(A block of data)
◇ ◇ ◇ ◇ ◇ ◇ ◇

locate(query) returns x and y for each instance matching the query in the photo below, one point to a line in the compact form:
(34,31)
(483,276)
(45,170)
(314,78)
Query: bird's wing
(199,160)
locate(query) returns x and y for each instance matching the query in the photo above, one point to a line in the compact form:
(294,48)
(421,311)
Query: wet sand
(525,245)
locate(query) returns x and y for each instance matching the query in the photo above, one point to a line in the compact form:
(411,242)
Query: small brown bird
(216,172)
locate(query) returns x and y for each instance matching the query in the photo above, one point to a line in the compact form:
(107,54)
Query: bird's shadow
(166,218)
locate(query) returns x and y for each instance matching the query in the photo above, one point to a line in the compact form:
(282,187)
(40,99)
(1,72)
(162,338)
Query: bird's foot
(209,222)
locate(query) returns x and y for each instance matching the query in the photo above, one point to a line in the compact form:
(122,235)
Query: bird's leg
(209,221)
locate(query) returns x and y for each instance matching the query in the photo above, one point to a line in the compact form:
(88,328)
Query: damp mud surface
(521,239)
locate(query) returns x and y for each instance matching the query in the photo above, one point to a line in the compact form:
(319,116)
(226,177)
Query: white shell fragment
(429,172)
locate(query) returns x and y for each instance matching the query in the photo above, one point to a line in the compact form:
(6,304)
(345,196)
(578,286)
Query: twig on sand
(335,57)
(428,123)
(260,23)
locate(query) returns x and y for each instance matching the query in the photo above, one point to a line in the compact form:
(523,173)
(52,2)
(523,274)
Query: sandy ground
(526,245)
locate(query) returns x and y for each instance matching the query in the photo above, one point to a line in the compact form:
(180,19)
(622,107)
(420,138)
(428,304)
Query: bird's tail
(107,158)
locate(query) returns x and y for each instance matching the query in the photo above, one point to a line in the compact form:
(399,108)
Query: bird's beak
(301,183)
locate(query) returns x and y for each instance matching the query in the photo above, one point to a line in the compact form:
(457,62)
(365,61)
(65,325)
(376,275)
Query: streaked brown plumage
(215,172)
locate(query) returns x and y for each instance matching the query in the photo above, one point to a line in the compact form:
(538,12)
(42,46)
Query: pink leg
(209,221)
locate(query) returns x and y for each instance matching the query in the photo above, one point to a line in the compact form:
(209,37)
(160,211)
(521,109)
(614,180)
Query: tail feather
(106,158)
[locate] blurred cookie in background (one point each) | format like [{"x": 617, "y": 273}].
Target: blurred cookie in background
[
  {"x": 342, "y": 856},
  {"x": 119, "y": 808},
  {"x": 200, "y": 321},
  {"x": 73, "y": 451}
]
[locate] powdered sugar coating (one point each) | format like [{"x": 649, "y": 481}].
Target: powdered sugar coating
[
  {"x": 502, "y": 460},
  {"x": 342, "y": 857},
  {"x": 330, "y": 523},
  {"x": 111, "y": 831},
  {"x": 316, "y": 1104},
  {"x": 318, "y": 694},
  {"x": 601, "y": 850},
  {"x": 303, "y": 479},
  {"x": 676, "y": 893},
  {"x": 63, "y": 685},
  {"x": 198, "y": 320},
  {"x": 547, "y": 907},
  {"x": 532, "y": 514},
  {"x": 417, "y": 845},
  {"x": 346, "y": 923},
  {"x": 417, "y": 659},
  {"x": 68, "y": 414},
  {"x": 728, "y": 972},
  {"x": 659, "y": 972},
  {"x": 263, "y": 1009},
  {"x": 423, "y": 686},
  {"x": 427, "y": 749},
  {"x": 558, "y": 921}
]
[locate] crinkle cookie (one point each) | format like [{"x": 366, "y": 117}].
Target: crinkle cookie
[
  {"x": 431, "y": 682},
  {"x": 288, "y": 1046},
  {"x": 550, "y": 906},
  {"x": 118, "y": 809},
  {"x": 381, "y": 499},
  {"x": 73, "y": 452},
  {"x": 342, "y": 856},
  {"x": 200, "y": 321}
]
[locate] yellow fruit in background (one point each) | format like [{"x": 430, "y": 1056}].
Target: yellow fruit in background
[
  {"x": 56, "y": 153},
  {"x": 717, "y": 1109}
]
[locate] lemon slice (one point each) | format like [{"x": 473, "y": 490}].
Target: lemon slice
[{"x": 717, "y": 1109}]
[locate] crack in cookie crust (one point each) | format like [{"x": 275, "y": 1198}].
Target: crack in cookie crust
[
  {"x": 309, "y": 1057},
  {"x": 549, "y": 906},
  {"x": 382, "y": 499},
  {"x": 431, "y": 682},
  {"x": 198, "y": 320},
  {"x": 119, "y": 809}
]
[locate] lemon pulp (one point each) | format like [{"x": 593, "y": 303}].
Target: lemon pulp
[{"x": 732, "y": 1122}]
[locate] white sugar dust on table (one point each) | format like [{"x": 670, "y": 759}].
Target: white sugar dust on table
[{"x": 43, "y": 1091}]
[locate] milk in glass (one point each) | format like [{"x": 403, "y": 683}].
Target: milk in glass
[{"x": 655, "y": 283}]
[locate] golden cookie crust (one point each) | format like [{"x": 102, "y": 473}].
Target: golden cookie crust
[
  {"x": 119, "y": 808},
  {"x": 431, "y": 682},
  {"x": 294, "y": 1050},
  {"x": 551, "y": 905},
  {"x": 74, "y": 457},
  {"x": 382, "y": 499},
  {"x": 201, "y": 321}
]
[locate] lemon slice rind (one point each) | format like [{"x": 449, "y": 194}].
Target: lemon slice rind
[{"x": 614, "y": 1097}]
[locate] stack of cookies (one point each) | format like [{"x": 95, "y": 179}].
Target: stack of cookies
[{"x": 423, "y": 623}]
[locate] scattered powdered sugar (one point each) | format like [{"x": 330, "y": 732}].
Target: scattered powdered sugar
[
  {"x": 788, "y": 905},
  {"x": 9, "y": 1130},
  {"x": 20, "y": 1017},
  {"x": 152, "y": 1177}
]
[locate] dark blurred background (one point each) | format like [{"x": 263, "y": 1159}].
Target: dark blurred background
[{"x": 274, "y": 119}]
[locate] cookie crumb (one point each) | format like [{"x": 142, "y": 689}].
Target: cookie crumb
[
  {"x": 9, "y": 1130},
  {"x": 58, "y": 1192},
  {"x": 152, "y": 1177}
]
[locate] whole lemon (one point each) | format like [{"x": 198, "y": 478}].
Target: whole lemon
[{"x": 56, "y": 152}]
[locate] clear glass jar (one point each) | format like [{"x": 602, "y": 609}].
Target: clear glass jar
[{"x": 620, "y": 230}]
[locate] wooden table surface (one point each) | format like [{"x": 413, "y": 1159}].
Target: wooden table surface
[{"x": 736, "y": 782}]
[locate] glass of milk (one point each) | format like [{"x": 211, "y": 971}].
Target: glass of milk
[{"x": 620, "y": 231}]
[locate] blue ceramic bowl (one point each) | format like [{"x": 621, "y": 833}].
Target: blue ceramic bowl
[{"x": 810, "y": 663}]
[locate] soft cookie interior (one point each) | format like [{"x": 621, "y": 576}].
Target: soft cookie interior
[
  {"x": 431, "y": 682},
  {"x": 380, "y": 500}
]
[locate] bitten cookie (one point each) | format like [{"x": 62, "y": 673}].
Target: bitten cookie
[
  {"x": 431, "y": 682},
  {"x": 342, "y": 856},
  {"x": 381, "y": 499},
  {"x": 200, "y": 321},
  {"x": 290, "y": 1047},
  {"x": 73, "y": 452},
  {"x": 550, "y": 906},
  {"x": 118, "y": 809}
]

◇ ◇ ◇ ◇ ◇ ◇ ◇

Please copy out every line of the records above, changing nothing.

locate(query) returns x and y for each instance matching the query in the photo below, one point to a line in the compact form:
(34,31)
(483,276)
(45,170)
(314,78)
Query: bird's wing
(199,160)
locate(query) returns x and y for each instance matching the query in the photo above, one point to a line in the compact form:
(294,48)
(421,311)
Query: wet sand
(525,245)
locate(query) returns x and y for each instance matching the query in the photo above, one point to a line in the compact form:
(411,242)
Query: small brown bird
(216,172)
locate(query) returns x and y for each instance matching the query in the photo above, one point to a line in the compact form:
(107,54)
Query: bird's shadow
(166,218)
locate(query) returns x and y for each instance matching the query in the photo above, one point to a line in the compact form:
(282,187)
(40,99)
(1,72)
(162,338)
Query: bird's foot
(209,222)
locate(query) returns x and y for each instance matching the query in the photo above, one point to a line in the compact form:
(122,235)
Query: bird's leg
(209,221)
locate(query) returns x and y for each instance matching the query in the photo above, one point to a line in the compact form:
(88,328)
Query: damp mud surface
(521,239)
locate(query) returns x and y for each instance matching the query in the photo above, one point to a line in the compact form:
(319,116)
(226,177)
Query: white shell fragment
(429,172)
locate(query) returns x and y for each instance matching the query in the photo above, one point to a line in the compact form:
(6,304)
(345,196)
(578,286)
Query: twig on sand
(335,57)
(428,123)
(260,23)
locate(query) returns x and y for each instance matching the query in the photo above, one point to a line in the compact form:
(523,173)
(52,2)
(523,274)
Query: sandy ground
(526,245)
locate(query) returns x and y for each instance matching the query in the photo above, one point to a line in the compact form:
(180,19)
(622,107)
(420,138)
(428,304)
Query: bird's tail
(107,158)
locate(query) returns x and y for each instance matching the query in the photo above, one point to a line in the compact form:
(399,108)
Query: bird's beak
(301,183)
locate(query) returns x and y for each instance matching the query in the photo above, one point to a line in the compact form:
(457,62)
(365,61)
(65,325)
(376,275)
Query: streaked brown plumage
(215,172)
locate(query) returns x and y for each instance matching the query in the photo above, one point to a line in the compact form:
(538,12)
(42,46)
Query: pink leg
(209,221)
locate(query) returns x and y for each instance matching the query in the photo above, one point to a line in the compact form:
(209,37)
(160,211)
(521,109)
(614,180)
Query: tail feather
(106,158)
[locate] blurred cookie in background (one point each) | format like [{"x": 617, "y": 273}].
Target: blurred cookie in background
[
  {"x": 342, "y": 856},
  {"x": 119, "y": 808},
  {"x": 200, "y": 321},
  {"x": 73, "y": 451}
]
[locate] powdered sugar coating (one point each) | format like [{"x": 649, "y": 481}].
Target: powdered sugar coating
[
  {"x": 502, "y": 460},
  {"x": 342, "y": 857},
  {"x": 330, "y": 523},
  {"x": 111, "y": 831},
  {"x": 316, "y": 1104},
  {"x": 318, "y": 694},
  {"x": 601, "y": 850},
  {"x": 303, "y": 479},
  {"x": 676, "y": 893},
  {"x": 63, "y": 685},
  {"x": 198, "y": 320},
  {"x": 547, "y": 907},
  {"x": 532, "y": 514},
  {"x": 417, "y": 845},
  {"x": 346, "y": 923},
  {"x": 417, "y": 659},
  {"x": 68, "y": 414},
  {"x": 728, "y": 972},
  {"x": 659, "y": 972},
  {"x": 263, "y": 1009},
  {"x": 423, "y": 686},
  {"x": 427, "y": 749},
  {"x": 558, "y": 921}
]
[locate] crinkle cookie (one point each) | format like [{"x": 366, "y": 117}].
Target: crinkle cookie
[
  {"x": 431, "y": 682},
  {"x": 288, "y": 1046},
  {"x": 550, "y": 906},
  {"x": 118, "y": 809},
  {"x": 381, "y": 499},
  {"x": 73, "y": 452},
  {"x": 342, "y": 856},
  {"x": 200, "y": 321}
]
[locate] yellow fruit in background (one point each) | format like [{"x": 430, "y": 1056}].
Target: yellow fruit in background
[
  {"x": 56, "y": 153},
  {"x": 717, "y": 1109}
]
[locate] lemon slice (one point each) | format like [{"x": 473, "y": 490}].
Target: lemon slice
[{"x": 717, "y": 1109}]
[locate] crack in cookie crust (one point each) | format like [{"x": 275, "y": 1198}].
Target: crack in cookie crust
[
  {"x": 309, "y": 1057},
  {"x": 549, "y": 906},
  {"x": 382, "y": 499},
  {"x": 431, "y": 682},
  {"x": 198, "y": 320},
  {"x": 119, "y": 809}
]
[locate] lemon pulp (one point each) | format like [{"x": 593, "y": 303}].
Target: lemon pulp
[{"x": 732, "y": 1122}]
[locate] white sugar dust on table (one point each) | format like [{"x": 670, "y": 759}].
Target: white sugar dust on table
[{"x": 43, "y": 1091}]
[locate] milk in glass (one point each) | format like [{"x": 403, "y": 683}].
Target: milk in glass
[{"x": 655, "y": 283}]
[locate] golden cookie crust (one point each) | format like [{"x": 102, "y": 473}].
Target: golden cookie crust
[
  {"x": 119, "y": 808},
  {"x": 431, "y": 682},
  {"x": 294, "y": 1050},
  {"x": 551, "y": 905},
  {"x": 74, "y": 457},
  {"x": 382, "y": 499},
  {"x": 201, "y": 321}
]
[locate] lemon slice rind (one point each) | format like [{"x": 449, "y": 194}].
Target: lemon slice rind
[{"x": 614, "y": 1097}]
[locate] stack of cookies (one point each) | format like [{"x": 95, "y": 179}].
Target: stack of cookies
[{"x": 423, "y": 623}]
[locate] scattered powdered sugar (one point each) | format like [{"x": 330, "y": 732}].
Target: scattered powdered sugar
[
  {"x": 788, "y": 905},
  {"x": 9, "y": 1130},
  {"x": 20, "y": 1017},
  {"x": 152, "y": 1177}
]
[locate] dark blurred background (one point each) | format like [{"x": 263, "y": 1159}].
Target: dark blurred background
[{"x": 274, "y": 119}]
[locate] cookie crumb (one point each) | format like [{"x": 142, "y": 689}].
Target: cookie crumb
[
  {"x": 9, "y": 1130},
  {"x": 58, "y": 1192},
  {"x": 152, "y": 1177}
]
[locate] whole lemon (one point each) | format like [{"x": 198, "y": 478}].
Target: whole lemon
[{"x": 56, "y": 152}]
[locate] clear glass jar (one point each) | format like [{"x": 602, "y": 609}].
Target: clear glass jar
[{"x": 620, "y": 230}]
[locate] wooden table surface (one point each) | format like [{"x": 413, "y": 1159}].
Target: wooden table surface
[{"x": 736, "y": 782}]
[locate] glass of milk (one point each) | format like [{"x": 211, "y": 971}].
Target: glass of milk
[{"x": 620, "y": 231}]
[locate] blue ceramic bowl (one point each) | format like [{"x": 621, "y": 833}].
Target: blue ceramic bowl
[{"x": 810, "y": 663}]
[locate] soft cookie interior (one point each) | format like [{"x": 621, "y": 576}].
Target: soft cookie interior
[
  {"x": 431, "y": 682},
  {"x": 380, "y": 500}
]
[locate] bitten cookie (one point each) | format like [{"x": 62, "y": 673}].
Target: bitten cookie
[
  {"x": 431, "y": 682},
  {"x": 342, "y": 856},
  {"x": 381, "y": 499},
  {"x": 200, "y": 321},
  {"x": 290, "y": 1047},
  {"x": 73, "y": 452},
  {"x": 550, "y": 906},
  {"x": 118, "y": 809}
]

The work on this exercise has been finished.